Start of Block
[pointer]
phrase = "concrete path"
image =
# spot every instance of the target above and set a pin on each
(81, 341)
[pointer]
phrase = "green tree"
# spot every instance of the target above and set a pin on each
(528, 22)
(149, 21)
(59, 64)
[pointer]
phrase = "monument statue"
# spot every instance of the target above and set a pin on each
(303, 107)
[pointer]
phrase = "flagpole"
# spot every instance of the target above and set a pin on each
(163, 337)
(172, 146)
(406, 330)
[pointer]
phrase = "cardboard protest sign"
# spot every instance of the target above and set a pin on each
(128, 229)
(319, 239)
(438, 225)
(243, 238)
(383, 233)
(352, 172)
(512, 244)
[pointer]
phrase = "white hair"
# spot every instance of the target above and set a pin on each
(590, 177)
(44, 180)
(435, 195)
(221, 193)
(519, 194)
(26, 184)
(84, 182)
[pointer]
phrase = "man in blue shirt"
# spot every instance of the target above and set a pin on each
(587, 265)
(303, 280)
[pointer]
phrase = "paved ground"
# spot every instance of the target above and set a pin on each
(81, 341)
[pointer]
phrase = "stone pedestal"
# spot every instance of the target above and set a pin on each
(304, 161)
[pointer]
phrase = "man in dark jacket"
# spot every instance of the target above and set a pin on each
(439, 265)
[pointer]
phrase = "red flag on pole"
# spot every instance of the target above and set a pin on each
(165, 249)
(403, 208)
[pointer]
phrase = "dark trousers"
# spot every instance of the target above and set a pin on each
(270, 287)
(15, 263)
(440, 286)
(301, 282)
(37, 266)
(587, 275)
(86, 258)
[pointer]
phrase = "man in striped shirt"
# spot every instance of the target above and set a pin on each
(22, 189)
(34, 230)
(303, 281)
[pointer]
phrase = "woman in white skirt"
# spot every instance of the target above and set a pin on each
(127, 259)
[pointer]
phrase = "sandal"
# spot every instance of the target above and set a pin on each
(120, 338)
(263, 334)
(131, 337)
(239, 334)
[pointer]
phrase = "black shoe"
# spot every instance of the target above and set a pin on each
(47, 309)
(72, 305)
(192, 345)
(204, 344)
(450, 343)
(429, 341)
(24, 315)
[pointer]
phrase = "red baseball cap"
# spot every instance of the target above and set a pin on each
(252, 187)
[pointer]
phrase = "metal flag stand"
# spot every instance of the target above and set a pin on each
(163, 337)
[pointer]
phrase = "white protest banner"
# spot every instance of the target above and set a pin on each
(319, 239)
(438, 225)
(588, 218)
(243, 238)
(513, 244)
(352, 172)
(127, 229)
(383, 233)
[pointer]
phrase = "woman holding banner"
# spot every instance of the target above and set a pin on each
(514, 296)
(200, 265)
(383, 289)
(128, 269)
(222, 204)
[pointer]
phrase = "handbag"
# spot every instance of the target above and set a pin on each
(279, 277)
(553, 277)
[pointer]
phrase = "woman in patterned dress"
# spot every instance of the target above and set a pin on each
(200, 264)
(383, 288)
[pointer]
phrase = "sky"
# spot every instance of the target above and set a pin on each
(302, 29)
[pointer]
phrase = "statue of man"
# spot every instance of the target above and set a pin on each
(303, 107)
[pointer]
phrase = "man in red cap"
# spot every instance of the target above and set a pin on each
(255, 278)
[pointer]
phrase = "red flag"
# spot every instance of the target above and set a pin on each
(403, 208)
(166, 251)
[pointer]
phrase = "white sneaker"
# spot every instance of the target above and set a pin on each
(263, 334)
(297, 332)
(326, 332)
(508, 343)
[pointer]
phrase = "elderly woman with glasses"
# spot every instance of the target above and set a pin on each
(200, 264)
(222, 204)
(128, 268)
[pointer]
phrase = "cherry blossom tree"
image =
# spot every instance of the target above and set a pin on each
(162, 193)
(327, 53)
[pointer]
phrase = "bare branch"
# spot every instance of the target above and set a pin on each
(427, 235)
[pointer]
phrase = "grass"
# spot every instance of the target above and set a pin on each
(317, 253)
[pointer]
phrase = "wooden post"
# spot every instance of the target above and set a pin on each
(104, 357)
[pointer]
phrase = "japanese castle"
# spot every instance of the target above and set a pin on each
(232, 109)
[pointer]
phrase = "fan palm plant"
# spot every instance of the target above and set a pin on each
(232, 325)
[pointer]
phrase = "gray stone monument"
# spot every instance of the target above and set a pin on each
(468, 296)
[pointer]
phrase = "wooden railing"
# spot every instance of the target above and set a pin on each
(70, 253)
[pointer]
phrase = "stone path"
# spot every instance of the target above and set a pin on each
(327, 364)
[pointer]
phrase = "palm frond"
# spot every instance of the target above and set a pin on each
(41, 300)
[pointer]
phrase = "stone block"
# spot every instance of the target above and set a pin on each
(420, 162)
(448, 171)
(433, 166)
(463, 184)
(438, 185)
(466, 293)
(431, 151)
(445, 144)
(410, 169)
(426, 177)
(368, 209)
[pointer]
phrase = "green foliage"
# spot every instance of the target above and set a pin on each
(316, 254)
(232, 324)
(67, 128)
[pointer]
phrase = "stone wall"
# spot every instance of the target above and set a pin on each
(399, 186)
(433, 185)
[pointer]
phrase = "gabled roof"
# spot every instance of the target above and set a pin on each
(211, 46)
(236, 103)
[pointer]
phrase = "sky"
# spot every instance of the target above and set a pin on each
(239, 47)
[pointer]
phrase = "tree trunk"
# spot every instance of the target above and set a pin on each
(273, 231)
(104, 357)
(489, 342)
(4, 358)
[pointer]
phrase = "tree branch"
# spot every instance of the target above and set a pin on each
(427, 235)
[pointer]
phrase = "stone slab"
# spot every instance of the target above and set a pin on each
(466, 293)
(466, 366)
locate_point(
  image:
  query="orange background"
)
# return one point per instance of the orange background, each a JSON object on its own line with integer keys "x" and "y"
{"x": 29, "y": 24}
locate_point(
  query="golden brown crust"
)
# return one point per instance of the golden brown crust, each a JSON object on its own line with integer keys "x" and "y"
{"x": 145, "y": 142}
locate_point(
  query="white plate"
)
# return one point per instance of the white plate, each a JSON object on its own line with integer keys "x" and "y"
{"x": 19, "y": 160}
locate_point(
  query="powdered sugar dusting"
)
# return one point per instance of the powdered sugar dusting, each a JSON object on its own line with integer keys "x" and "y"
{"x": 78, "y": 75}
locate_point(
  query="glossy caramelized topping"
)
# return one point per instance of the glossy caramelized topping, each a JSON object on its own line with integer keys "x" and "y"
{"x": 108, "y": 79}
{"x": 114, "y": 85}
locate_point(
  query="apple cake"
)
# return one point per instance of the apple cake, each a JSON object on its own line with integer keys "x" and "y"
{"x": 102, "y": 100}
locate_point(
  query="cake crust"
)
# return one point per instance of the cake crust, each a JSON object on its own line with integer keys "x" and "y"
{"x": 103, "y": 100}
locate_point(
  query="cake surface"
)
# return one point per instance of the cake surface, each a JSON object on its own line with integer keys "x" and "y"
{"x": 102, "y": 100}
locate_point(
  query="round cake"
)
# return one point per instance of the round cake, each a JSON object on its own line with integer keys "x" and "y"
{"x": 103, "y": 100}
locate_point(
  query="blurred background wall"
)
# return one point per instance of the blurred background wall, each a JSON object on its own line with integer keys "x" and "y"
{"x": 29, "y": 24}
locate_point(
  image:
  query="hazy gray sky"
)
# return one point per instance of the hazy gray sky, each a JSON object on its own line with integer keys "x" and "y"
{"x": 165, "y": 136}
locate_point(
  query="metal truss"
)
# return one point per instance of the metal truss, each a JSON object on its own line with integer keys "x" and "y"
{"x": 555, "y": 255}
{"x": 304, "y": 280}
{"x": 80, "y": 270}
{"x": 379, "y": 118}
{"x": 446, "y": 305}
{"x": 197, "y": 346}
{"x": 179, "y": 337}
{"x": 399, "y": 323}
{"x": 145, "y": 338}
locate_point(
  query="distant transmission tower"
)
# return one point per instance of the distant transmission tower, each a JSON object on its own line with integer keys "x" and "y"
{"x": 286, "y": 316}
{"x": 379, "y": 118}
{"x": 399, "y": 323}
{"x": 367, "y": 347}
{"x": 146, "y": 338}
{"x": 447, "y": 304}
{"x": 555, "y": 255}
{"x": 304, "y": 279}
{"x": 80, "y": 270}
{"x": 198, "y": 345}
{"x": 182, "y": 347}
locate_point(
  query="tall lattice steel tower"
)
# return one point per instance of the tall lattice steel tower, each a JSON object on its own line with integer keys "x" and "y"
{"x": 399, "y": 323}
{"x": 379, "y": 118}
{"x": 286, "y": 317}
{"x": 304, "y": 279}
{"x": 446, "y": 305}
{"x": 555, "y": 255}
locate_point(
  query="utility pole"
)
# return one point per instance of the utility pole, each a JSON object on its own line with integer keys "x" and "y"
End of Block
Scan the records above for the word "banner" and return every line where it occurs.

RESULT OF THIS EXERCISE:
phrase = "white protest banner"
phrase = "woman holding banner"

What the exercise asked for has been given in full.